EDIT: This post was mostly written a week ago on the train down to London. I’ll try to catch up with everything in the meantime as soon as I can.
FYI: This is likely to the be the first in a number of posts as I try to catch you up with my hectic life over the last few weeks.
Since my last post about the meeting in Oxford, there’s been a huge amount of activity and emotion (chiefly excitement and despair, in approximately equal measure). You may recall my post a few weeks ago about the mysterious fast transient we serendipitously discovered with the pt5m. I’d decided it wasn’t moving, and that the intrinsic colour of the flash was quite blue, so our favourite theory back then was that it was a very bright stellar flare from a dim M-dwarf star. The problem was, we couldn’t identify a quiescent counterpart in any available catalogue (see image below), meaning that if this was an M-dwarf flare, the star itself must be very faint, and the amplitude of the flare must have been enormous. We could set a minimum flare amplitude of 6-7 magnitudes, which means an increase in brightness of 1000 times the normal level, at least. This is a rather rare occurrence, and so would be very interesting in itself.
The big news on the day after the Oxford meeting was that whilst looking over the images of the same field from the weekend, I spotted another fast transient event! Even more incredible though, was that this one was clearly a diffuse source, showing a kind of dumbbell shape, like two sources, just touching, fading in unison (later we noticed a third little blob right next to the others, also fading at the same rate, thus presumably of the same origin). This new event was not quite as bright as the previous one, and some 13 days later, but was very nearly in the same place in the sky (about 15 arcseconds away). This was wonderfully exciting, and had both my supervisors grinning and celebrating with a trip out to get “posh coffee”. I use this situation to define ‘excitement’.
These two events could of course have been completely coincidental and unrelated, but after ruling out all the “dull” explanations (reflective glints from satellites, comets and ghosts in the telescope optics) we came up with a plausible (though unlikely) explanation. We proposed that the original flash was indeed a very bright stellar flare from an incredibly faint dwarf or young star, perhaps shrouded in clouds of gas and dust some 300 light years away. The second, diffuse flare could then be a reflection of the original flash by a surrounding gas cloud, at a distance of 13 light days (about 10 times the size of Pluto’s orbit). This was a very interesting idea, and one that could hopefully be proved by the discovery of the faint quiescent source.

═══

- Given instruction A -
Decide whether each statement agrees with the post about the fast transient flashes, answering yes or no and quoting the deciding words: (i) the second event was brighter than the first; (ii) the second event appeared about 15 arcseconds from the first; (iii) the minimum flare amplitude was put at 6-7 magnitudes.
- Given instruction B -
Carry on the post about the fast transient flashes from where it stops.

- Source excerpt -

═══

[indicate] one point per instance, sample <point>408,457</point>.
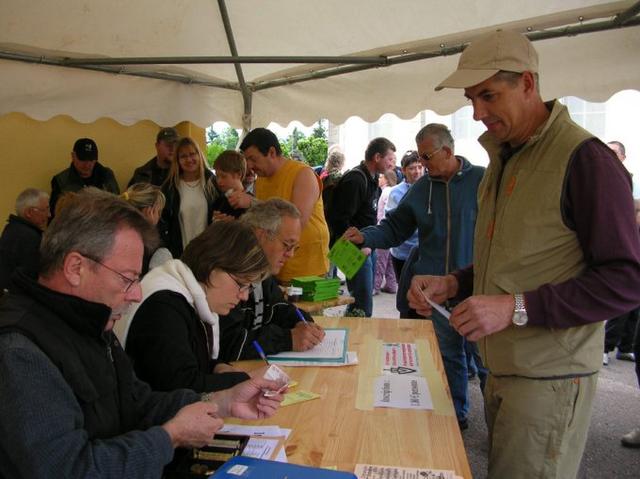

═══

- Task output A -
(i) No: "This new event was not quite as bright as the previous one"
(ii) Yes: "was very nearly in the same place in the sky (about 15 arcseconds away)"
(iii) Yes: "We could set a minimum flare amplitude of 6-7 magnitudes"

- Task output B -
Both Vik and Stu set about contacting their buddies at big telescopes (Stu had a friend working at the UK Infra-Red Telescope in Hawaii – infra-red observations are useful for probing through thick gas or dust clouds, and Vik had a number of contacts at the Gran Telescopio Canarias on La Palma – the biggest telescope in the world!), and both managed to persuade the top dogs of each telescope to take some deep images to try to find a background source. By lunchtime on Monday, just 6 months into my PhD, I had my hands on data from the world’s biggest telescope. This was amazing, but does highlight the still prominent issues with modern astronomy; if you’re close to the right people, you have a much better chance at finding a back-door route to otherwise very competitive telescope time. Anyway, that’s an entire discussion in itself, which I won’t go in to now.
After spending almost an entire day fighting with IRAF (astronomy’s most widely used yet still very user-unfriendly software), I was able to combine the GTC images (which gave a limiting g-band magnitude of 28 – astro geeks will appreciate that this is outrageously deep) to find… well, nothing. Apparently the UKIRT images showed nothing either. At this point my hourly use of the word “mystery” began an exponential increase, and my supervisors and I were thoroughly stumped.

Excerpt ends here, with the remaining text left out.